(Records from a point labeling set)
.....

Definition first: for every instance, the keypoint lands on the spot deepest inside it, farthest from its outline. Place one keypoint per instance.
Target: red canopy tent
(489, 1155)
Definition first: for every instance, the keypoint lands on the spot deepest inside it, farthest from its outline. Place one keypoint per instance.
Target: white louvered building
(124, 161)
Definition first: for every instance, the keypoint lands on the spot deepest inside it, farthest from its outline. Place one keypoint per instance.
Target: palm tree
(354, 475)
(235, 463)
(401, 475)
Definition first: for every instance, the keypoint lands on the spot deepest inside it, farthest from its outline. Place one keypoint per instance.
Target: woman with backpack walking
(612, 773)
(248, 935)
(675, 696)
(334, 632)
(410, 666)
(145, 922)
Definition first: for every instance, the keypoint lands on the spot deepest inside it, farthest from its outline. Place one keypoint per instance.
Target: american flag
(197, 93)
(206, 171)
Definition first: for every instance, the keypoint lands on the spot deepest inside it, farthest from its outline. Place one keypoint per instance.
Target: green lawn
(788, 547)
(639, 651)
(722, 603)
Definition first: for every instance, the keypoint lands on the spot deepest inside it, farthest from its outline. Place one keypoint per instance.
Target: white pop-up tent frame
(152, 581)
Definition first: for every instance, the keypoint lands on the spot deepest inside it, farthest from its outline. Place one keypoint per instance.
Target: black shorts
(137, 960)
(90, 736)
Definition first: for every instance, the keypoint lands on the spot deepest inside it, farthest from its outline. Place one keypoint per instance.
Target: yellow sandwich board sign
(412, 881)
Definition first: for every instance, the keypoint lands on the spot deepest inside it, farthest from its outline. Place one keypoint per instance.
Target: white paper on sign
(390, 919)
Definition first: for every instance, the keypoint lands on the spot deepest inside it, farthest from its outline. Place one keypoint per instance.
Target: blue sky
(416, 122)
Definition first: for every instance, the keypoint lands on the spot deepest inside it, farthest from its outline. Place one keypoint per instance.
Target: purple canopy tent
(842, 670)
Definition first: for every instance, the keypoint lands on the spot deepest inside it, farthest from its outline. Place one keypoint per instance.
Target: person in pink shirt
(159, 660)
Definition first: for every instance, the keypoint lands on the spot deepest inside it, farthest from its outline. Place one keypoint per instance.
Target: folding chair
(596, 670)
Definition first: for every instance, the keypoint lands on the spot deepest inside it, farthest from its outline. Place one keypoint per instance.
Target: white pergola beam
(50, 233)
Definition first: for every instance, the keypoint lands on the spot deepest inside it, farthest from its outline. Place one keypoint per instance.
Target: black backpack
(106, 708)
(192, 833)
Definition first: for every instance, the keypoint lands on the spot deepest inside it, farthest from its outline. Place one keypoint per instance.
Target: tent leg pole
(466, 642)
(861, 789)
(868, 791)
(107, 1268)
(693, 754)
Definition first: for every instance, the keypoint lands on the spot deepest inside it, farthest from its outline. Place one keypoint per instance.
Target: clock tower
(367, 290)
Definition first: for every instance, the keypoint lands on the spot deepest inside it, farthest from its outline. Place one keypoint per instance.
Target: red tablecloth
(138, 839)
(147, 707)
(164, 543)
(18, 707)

.....

■ Goal
Copy the data from the start through the line with "(489, 1155)", replacing "keypoint" with "marker" and leaving everything else unchanged.

■ Solution for this exercise
Definition first: for every instance, the marker lands on the spot deepest inside it, farthest from its outline. Place one marker per instance.
Target: red canopy tent
(489, 1155)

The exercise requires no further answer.